EXERCISES –
1. Summarize the passage on honey composition in two sentences.
2. Set down word for word the part of the passage on honey composition that opens with the words containing "The honey is" and closes with "elements in honey.".

PASSAGE FOR REVIEW –
---------------
The honey is a mixture of sugars (27–44% fructose, 22–41% glucose, 2.7–16% maltose and 1.5–3.0% sucrose), proteins, amino acids (up to 0.09%), vitamins and other elements (Na, 0.03 to 0.05%; K, 0.04 to 0.12%; Ca, 0.15 to 0.03%; Mg, 0.05 to 0.08%; Fe, 0.0005 to 0.004% and trace elements, up to 0.01%).^4,5 The honey matrix is relatively complex and may interfere with the determination of trace elements. Techniques such as inductively coupled plasma mass spectrometry (ICP-MS),³ inductively coupled plasma optical emission spectrometry (ICP OES),^2,6 atomic absorption spectrometry with electrothermal atomization (ETAAS),⁷ instrumental neutron activation analysis (INAA)⁸ and differential pulse anodic stripping voltammetry (DPASV)⁵ have been used for the determination of trace elements in honey.
---------------
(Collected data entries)
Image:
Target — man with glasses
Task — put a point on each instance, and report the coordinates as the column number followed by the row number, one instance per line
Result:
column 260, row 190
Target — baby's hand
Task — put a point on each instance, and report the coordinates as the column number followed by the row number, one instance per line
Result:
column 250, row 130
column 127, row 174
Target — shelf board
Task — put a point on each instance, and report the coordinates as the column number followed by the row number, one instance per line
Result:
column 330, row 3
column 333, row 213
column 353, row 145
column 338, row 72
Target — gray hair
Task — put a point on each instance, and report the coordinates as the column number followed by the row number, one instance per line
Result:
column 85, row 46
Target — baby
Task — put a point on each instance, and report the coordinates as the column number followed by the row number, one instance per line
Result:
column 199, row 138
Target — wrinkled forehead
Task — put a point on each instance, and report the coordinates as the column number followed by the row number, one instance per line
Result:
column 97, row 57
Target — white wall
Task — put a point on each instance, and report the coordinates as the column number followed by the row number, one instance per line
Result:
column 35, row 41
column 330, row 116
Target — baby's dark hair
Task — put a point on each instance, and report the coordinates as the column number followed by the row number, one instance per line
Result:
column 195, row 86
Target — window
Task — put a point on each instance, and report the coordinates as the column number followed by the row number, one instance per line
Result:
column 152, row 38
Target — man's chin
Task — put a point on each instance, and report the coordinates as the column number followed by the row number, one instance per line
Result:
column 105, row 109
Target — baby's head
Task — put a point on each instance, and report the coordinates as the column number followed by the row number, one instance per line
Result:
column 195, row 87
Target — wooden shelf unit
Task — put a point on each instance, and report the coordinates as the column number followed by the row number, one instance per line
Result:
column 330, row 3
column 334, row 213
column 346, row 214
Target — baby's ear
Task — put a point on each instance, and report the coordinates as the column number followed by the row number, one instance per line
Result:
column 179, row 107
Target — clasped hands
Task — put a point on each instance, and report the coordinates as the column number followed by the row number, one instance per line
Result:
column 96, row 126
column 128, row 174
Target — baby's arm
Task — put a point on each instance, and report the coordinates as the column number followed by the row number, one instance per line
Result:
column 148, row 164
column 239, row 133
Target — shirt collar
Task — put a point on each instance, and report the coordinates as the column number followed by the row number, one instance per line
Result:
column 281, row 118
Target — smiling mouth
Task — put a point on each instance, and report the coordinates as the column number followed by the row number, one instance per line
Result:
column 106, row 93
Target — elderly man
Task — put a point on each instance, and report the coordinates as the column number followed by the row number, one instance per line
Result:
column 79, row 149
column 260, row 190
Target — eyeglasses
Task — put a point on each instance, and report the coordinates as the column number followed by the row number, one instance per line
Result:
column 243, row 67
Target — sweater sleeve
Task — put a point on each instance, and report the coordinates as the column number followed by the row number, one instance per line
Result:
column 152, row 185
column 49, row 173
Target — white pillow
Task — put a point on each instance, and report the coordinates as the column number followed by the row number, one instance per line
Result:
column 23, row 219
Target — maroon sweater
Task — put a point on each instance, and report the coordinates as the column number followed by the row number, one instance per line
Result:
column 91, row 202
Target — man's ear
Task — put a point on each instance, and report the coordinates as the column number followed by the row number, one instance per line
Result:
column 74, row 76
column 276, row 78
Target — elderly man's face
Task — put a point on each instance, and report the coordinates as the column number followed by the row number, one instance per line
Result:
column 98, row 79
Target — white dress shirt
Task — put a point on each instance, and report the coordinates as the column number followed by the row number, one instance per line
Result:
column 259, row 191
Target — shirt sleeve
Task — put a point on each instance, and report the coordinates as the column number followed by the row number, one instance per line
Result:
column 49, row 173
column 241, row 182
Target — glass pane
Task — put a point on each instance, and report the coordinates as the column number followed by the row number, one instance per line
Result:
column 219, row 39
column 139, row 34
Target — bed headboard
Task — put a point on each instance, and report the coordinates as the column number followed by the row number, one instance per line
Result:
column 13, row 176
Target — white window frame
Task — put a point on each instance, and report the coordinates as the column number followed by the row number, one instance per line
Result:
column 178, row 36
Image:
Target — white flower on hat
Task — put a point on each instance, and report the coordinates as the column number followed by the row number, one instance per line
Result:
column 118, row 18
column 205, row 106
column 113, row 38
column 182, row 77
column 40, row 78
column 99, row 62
---------------
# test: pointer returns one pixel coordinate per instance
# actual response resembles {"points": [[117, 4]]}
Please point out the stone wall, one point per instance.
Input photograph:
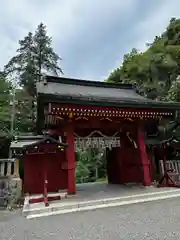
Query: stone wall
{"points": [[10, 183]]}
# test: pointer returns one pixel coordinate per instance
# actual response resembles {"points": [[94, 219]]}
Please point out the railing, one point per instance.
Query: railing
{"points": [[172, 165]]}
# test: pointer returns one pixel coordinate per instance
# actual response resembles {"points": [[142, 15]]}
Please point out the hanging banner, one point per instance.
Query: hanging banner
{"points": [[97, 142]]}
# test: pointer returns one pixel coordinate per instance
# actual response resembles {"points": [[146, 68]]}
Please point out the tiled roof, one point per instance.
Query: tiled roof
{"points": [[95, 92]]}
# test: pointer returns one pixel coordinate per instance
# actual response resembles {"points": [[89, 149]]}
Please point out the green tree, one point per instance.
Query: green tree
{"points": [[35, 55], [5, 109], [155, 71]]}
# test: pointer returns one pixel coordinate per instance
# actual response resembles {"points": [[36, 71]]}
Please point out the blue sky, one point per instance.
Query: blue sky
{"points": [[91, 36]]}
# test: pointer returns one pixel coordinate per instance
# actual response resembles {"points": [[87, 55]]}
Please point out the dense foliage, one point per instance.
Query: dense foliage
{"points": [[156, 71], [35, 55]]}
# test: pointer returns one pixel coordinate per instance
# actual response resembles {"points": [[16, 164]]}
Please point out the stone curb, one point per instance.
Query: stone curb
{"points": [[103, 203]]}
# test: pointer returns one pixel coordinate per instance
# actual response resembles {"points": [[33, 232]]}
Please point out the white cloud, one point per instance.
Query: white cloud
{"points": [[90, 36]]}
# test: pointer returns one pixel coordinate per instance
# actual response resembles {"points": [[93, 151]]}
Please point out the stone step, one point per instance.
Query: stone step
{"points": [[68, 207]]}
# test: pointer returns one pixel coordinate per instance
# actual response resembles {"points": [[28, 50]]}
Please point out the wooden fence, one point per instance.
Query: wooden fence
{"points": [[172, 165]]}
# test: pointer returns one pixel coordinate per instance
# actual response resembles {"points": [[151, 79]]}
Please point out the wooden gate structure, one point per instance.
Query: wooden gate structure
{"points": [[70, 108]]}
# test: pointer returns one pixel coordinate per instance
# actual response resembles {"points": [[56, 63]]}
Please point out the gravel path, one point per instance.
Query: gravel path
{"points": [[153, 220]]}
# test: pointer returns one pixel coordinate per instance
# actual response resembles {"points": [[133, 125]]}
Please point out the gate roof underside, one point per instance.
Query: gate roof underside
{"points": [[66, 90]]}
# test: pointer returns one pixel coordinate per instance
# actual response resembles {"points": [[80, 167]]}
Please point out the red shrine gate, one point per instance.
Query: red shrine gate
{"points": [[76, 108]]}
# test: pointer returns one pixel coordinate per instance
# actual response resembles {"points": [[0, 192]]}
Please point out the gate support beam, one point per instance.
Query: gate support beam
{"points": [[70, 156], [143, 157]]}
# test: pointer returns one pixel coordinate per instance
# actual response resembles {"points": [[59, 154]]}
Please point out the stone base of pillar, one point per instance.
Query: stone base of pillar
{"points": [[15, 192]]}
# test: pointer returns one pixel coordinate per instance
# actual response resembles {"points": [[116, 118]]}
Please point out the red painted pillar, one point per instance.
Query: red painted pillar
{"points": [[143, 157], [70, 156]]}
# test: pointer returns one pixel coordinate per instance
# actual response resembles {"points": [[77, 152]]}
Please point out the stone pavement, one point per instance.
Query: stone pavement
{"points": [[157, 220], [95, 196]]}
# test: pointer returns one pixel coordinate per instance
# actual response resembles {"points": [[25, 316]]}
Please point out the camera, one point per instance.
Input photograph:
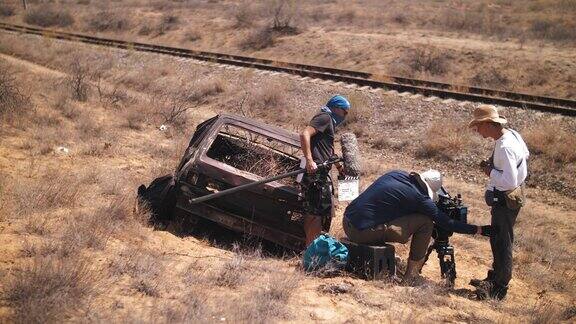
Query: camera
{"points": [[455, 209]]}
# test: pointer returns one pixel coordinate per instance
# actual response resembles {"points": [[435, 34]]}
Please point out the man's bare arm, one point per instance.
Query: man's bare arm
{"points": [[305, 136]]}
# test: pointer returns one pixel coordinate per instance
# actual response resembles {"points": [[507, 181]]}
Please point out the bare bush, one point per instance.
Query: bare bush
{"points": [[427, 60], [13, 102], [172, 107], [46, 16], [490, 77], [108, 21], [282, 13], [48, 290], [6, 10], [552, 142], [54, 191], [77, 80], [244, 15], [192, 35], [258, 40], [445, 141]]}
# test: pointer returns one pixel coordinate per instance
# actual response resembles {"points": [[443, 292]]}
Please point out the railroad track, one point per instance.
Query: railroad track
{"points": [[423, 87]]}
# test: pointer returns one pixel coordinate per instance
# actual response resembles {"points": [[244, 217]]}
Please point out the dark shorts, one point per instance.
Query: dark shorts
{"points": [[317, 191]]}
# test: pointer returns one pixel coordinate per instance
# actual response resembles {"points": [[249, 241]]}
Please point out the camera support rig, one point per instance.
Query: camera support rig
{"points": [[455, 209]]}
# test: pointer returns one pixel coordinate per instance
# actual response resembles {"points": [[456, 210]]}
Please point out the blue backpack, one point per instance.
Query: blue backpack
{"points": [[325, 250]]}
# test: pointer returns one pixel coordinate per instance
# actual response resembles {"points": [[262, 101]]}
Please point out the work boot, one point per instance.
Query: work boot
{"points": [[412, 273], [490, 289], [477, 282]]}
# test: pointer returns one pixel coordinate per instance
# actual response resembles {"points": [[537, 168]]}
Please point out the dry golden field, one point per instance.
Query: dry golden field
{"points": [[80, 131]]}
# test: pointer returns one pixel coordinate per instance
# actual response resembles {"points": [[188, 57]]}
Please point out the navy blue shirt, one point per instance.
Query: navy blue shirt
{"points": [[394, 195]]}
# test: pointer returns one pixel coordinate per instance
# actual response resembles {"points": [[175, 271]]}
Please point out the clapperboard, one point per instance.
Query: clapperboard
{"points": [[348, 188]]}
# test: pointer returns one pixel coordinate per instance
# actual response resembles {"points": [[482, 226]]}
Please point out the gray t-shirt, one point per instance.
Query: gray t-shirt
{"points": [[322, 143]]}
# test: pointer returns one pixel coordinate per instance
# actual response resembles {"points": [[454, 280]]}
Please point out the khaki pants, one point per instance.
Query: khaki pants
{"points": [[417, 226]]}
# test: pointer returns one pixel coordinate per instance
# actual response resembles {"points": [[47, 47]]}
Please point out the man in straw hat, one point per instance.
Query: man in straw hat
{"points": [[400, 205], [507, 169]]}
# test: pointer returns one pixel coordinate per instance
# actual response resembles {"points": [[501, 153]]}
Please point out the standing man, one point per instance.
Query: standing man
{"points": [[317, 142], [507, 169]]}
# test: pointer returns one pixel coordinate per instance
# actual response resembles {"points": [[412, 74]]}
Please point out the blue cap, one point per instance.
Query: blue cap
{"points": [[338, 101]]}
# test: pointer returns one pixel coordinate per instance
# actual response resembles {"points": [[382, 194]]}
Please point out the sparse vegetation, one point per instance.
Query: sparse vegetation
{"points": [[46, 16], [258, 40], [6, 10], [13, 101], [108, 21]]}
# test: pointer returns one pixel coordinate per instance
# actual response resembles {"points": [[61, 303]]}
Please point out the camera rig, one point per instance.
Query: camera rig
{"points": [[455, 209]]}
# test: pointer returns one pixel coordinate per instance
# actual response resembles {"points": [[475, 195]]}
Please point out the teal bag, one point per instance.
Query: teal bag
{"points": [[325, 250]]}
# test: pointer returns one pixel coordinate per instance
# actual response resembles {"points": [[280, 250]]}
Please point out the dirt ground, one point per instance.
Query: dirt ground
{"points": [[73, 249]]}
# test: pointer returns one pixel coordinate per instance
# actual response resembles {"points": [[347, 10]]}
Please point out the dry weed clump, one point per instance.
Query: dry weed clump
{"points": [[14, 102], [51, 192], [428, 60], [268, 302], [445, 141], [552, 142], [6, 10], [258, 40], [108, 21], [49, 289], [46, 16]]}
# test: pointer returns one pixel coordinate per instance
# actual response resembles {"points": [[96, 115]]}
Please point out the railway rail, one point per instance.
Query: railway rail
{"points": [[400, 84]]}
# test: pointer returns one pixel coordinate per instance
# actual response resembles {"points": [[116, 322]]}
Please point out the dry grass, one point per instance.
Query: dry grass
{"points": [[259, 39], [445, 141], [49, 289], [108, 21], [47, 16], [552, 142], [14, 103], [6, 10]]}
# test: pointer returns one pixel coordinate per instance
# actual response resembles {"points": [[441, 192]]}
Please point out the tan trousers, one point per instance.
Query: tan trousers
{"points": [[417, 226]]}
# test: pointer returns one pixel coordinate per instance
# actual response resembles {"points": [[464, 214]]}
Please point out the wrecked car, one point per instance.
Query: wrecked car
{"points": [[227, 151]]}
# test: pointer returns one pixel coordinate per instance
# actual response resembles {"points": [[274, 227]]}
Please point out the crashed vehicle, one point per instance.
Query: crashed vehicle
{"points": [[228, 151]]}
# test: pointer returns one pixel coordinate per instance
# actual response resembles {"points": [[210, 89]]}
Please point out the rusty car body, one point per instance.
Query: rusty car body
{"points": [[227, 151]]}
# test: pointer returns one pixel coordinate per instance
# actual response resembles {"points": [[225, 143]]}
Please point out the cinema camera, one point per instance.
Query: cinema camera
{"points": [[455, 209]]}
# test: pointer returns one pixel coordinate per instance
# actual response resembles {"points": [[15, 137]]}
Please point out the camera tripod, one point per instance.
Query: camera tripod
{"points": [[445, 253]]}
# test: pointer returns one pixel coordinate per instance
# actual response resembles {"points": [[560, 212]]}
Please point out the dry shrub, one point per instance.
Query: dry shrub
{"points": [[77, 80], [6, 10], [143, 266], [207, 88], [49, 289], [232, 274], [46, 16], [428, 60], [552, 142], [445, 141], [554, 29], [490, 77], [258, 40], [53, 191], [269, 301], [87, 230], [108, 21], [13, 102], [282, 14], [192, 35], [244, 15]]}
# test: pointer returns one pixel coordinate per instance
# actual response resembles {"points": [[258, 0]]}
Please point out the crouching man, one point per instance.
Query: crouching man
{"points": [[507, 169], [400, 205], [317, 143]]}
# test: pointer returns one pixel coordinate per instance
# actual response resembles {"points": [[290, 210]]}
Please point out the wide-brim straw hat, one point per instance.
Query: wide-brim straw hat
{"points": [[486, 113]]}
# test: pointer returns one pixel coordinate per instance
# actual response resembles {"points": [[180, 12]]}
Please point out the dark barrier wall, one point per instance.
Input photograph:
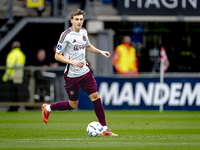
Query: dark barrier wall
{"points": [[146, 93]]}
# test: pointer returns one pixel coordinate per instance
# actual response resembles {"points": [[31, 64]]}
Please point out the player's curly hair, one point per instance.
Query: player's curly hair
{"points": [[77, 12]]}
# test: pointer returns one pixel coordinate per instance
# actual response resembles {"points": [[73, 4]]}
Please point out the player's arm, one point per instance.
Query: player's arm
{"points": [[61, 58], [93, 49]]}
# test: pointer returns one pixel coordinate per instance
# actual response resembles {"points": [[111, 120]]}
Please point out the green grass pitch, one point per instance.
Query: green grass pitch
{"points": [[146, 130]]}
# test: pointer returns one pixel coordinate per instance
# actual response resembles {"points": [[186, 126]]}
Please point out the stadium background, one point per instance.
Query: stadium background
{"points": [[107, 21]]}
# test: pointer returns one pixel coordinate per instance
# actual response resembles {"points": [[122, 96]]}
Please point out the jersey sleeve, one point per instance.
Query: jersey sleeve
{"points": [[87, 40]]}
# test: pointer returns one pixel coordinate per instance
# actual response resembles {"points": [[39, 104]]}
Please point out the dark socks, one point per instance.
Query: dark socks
---------------
REPLIES –
1. Honey is a mixture of sugars, proteins, amino acids, vitamins and other elements, and its relatively complex matrix may interfere with the determination of trace elements. Techniques used to determine trace elements in honey include ICP-MS, ICP OES, ETAAS, INAA and DPASV.

2.
The honey is a mixture of sugars (27–44% fructose, 22–41% glucose, 2.7–16% maltose and 1.5–3.0% sucrose), proteins, amino acids (up to 0.09%), vitamins and other elements (Na, 0.03 to 0.05%; K, 0.04 to 0.12%; Ca, 0.15 to 0.03%; Mg, 0.05 to 0.08%; Fe, 0.0005 to 0.004% and trace elements, up to 0.01%).^4,5 The honey matrix is relatively complex and may interfere with the determination of trace elements. Techniques such as inductively coupled plasma mass spectrometry (ICP-MS),³ inductively coupled plasma optical emission spectrometry (ICP OES),^2,6 atomic absorption spectrometry with electrothermal atomization (ETAAS),⁷ instrumental neutron activation analysis (INAA)⁸ and differential pulse anodic stripping voltammetry (DPASV)⁵ have been used for the determination of trace elements in honey.